### Texto da página
● ● ● ●
No caso da sociedade brasileira, a classe média é quem tem voz. Ela ficou muito ameaçada com o aumento do preço do serviço, que já vinha acontecendo com o desequilíbrio da oferta e demanda desde a década de 90. Este fato está intimamente ligado à entrada da mulher no mercado de trabalho, que foi um movimento extremamente forte, mas que está estacionado no mesmo patamar. Ninguém teve coragem de ser contra, mas foram apresentando argumentos sobre como seria difícil essa implementação. É uma relação vital, principalmente para as mulheres ocupadas com filhos pequenos.
Parou de crescer a entrada da mulher no mercado de trabalho?
Está num limite entre 41% e 42%. É um problema de conciliação da carreira com a maternidade. E não é diferente na Europa, mesmo com uma legislação diferenciada na França, na Inglaterra e na Alemanha. Chegaram a um impasse. É um teto de vidro. Discriminação salarial aparece mais para as mulheres que têm carreira. Na pobreza, o salário mínimo acaba igualando. Isso tem a ver com a sociabilidade que cerca ser mulher e o ser masculino. A sociabilidade pela maternidade é a marca. Está abalada, mas não foi destronada. Não conseguimos fugir. Para os homens é mais fácil. Adota o filho do outro e esquece o seu próprio filho. Ele chega a esquecer o aniversário do filho depois que se separa.
Como isso se dá no mercado de trabalho?
● ● ● ●
### Dados fornecidos
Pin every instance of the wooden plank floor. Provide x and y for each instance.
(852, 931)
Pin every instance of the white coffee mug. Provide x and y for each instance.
● ● ● ●
### Suas tarefas
1. Responda às perguntas a seguir com base no texto sobre a mulher no mercado de trabalho.
(a) Desde quando vinha acontecendo o aumento do preço do serviço, segundo o texto?
(b) Em que faixa percentual está a entrada da mulher no mercado de trabalho?
(c) Quais países europeus são citados por terem uma legislação diferenciada?
2. Prossiga com o texto sobre a mulher no mercado de trabalho, começando logo depois da última frase apresentada.

### Respostas do exercício
1.
(a) Desde a década de 90, com o desequilíbrio da oferta e demanda.
(b) Entre 41% e 42%.
(c) França, Inglaterra e Alemanha.

2.
As mulheres não querem viajar. Executivo moderno não tem família. É deslocado para qualquer lugar. Quando uma mulher é escolhida CEO de uma corporação estrangeira sai matéria no jornal. Vamos torcer para Janet (Janet Yellen, vice-presidente Fed, banco central americano) ganhar do Summers (Lawrence Summers, ex-secretário do Tesouro americano) para substitituir Ben Bernanke (atual comandante do Fed). O Fed é o filé mignon do capitalismo mundial. É o sonho da Conceição (a economista Maria da Conceição Tavares) ser presidente do Banco Central, não a presidente do Brasil. Meu feeling diz que ela não ganha, mas, se ganhar, vamos tomar uma taça de vinho para comemorar.
As mulheres hoje têm menos filhos…
Pesquisa mostrou que 40% das mulheres com curso superior não tinham filhos. E isso sem qualquer política de controle de natalidade. A taxa de fecundidade só faz cair. A educação é maior estímulo para espaçar ou evitar filhos. Daqui a pouco, vamos pagar para ter criança. O Chile já paga. Estamos próximos de essa solução começar a ser pensada. Isso já é feito na Europa. Em 1967, quando fui estudar na França com 25 anos e com um filho, recebia meio salário mínimo (para ajudar nos custos com o filho).
Vai melhorar a divisão do trabalho em casa com a empregada doméstica mais cara e mais rara?
É a minha esperança, o fim da divisão sexual do trabalho, que não exista mais trabalho de mulher. O trabalho da mulher é ficar grávida e parir. E nem amamentar precisa, está aí a Nestlé. E com o DNA, paternidade não é mais um ato de fé. A regulamentação do trabalho das domésticas, além da justiça social, mostra como o trabalho da mulher é desvalorizado. Mas é muito difícil. Não basta criar lei, é preciso forçar dentro de casa os homens a trabalhar. Afinal, ele é o beneficiário dessa organização da sociedade. Dorme-se com o inimigo. Sair desse dilema não é simples. A mulher é submetida por amor.
Como se pode reduzir essa carga de trabalho sobre as mulheres?
A grande mudança é ter creche e escola funcionando em tempo integral. Já diminuiu a crença de que pôr a criança na creche muito cedo é abandono, a criança vai ficar mais doente. A psicologia reabilitou as creches, mostrando que melhoram o desenvolvimento cognitivo das crianças. Mas há uma culpa muito grande da mulher. É uma relação de amor, não precisa se encher dessa culpa cristã.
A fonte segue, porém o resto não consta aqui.